◆ Given exercise:
According to the passage below on Defence capability assurance, in which years did the ANAO issue its two reports on Defence's test and evaluation capability?

◆ Supplied passage:
***

I have to say: there are many people within the organisation who work diligently and who implement that policy, and many projects come to fruition to force integration successfully. But it is not consistent and there have been enough failures over time, many of which have been the subject of specific ANAO reports as well as Senate inquiries, that have highlighted that this assessment of risk—the articulation of the requirements that are required and the transparent reporting of risk to decision-makers—has not been consistent and has led to failures that affect both the mission capability of the things Australia is buying and the safety of the men and women who operate that equipment. That is not something that is acceptable.
In fact, the ANAO did two specific reports on Defence’s test and evaluation capability, in 2002 and 2015. The Senate foreign affairs, defence and trade committee made specific recommendations in 2012.
Yet, in this most recent review by the Senate foreign affairs, defence and trade committee, we found that many of the failures that were extant over 20 years ago, when the Seasprite debacle occurred, still exist and impact even on very recent projects today.
The overwhelming view of witnesses during that inquiry was that reform is needed, and Defence themselves agreed that reform is needed. They agreed that the principles behind this bill—of independence, of ensuring competent staff, of ensuring transparent reporting to all levels of decision-making, and of accountability to make sure that the policy which Defence already has in place is consistently applied—are worth supporting.
We come to the position, though, where, having established all of that, Defence still said, ‘We can reform internally.’
But a range of witnesses—in fact, everyone bar Defence—highlighted that the history over the last 20 years is that internal reform has been neither effective nor sustainable over time and, with posting cycles and changing priorities, we see that it has lapsed back into the same patterns.
In the context of the 2020 Defence strategic update and the Defence strategic review of 2023, which highlighted the deteriorating strategic circumstances that Australia faces, there is a need to substantially expand both the scope and complexity of Australia’s military capability in a compressed time frame.
So if ever there were a time when the men and women who operate this equipment needed an answer to the question, ‘Will it achieve the mission and will it be safe to operate?’ and the government needed to know, ‘Is there a product on the market that will meet this requirement and, if not, what are the risks of modifying an existing product or developing a new one, will it have an impact on schedule, can we achieve the capability and can we manage the costs that may come with that? ‘ now is the time.
We need that information for the war fighter, the procurement agency, the capability managers—the chiefs of Army, Navy, Air Force and the cyber and space domains—the Australian government, the National Security Committee of Cabinet, this parliament as representatives of the Australian people and the taxpayer to have confidence that governments of either persuasion are getting appropriate and accurate advice from the department.
That is why the witnesses all bar Defence said, ‘Yes, we need an independent agency,’ or, ‘We need independence.’ They support the creation of the DCAA.
Defence had four key objections, which, during the course of the inquiry, were shown to be a misreading of the bill.

***

◆ Dataset excerpt:
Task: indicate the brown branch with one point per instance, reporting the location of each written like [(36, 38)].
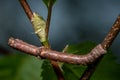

***

◆ Correct answer:
2002 and 2015.